_Document text_:
************
Skin darkening, or hyperpigmentation, is a relatively harmless skin condition, though it can make those who have it self-conscious about their appearance. This common skin disorder occurs when an excess of melanin is produced, causing dark patches of skin, often on the forehead, cheeks, upper lip, or nose.
Hyperpigmentation affects both men and women. The most common underlying cause of skin darkening is hormonal change. However, rosacea, lupus, sun damage and skin cancer can all cause skin darkening.
The following conditions may put you at a greater risk for developing patches of dark skin:
- Addison’s disease
- Hormone therapy for menopause
- Oral contraceptives
Occasionally, darkened skin is a sign of a more serious medical problem that cannot be treated cosmetically. Some changes in skin tone, like the changing color or shape of a mole, may indicate skin cancer. Still other dark skin patches, especially those that are butterfly-shaped dark, may be evidence of lupus. Therefore, it is best that you see a doctor if you notice that your skin has darkened.
************
Pick up the text on skin darkening after its last sentence and carry it forward. The dataset entries have no connection to the text on skin darkening.

_Dataset entries_:
************
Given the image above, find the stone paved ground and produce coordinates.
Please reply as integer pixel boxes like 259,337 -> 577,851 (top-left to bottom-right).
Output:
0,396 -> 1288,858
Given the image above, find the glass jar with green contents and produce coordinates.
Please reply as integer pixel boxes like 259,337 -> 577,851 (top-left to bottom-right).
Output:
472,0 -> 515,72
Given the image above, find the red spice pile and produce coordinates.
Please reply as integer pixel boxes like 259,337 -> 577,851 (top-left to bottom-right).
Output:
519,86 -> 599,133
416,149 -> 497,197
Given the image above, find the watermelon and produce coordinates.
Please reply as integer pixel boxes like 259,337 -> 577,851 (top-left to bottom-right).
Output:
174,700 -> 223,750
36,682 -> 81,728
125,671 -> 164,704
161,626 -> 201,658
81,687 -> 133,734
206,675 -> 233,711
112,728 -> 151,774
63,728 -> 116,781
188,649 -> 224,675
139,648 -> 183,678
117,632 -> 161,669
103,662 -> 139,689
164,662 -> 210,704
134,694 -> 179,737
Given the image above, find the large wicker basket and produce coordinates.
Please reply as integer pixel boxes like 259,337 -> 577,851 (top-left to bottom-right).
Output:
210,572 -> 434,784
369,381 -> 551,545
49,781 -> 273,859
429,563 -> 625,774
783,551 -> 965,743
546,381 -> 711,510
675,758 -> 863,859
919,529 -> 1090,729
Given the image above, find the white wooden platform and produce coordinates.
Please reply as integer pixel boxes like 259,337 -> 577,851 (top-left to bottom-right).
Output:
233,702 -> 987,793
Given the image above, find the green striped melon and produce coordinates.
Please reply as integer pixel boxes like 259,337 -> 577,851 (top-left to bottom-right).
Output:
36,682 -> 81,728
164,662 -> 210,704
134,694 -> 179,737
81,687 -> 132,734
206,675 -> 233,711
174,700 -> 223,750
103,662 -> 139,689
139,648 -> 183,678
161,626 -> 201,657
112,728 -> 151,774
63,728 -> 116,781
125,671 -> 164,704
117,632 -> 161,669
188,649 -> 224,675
************
_Written response_:
If you suffer from the more common kind of hyperpigmentation that is caused by hormonal change, there are many non-surgical treatments available. Chemical peels, microdermabrasion, laser resurfacing and intense pulsed light (IPL) are effective treatments that are often used to target skin imperfections like skin darkening.
Vitamin C-serums and skin-lightening creams that contain hydroquinone are also proven treatments for hyperpigmentation. If you suffer from rosacea it may help to avoid certain trigger foods like spicy foods and alcohol, and to incorporate the use of topical prescription medications in your treatment protocol.
Regardless of what caused your skin to develop darker patches, your treatment plan should include sun protection. Minimize sun exposure and apply sunscreen regularly. A good sun block should contain both a chemical and physical block, an ingredient that sits on your skin’s surface as a protective barrier against the sun.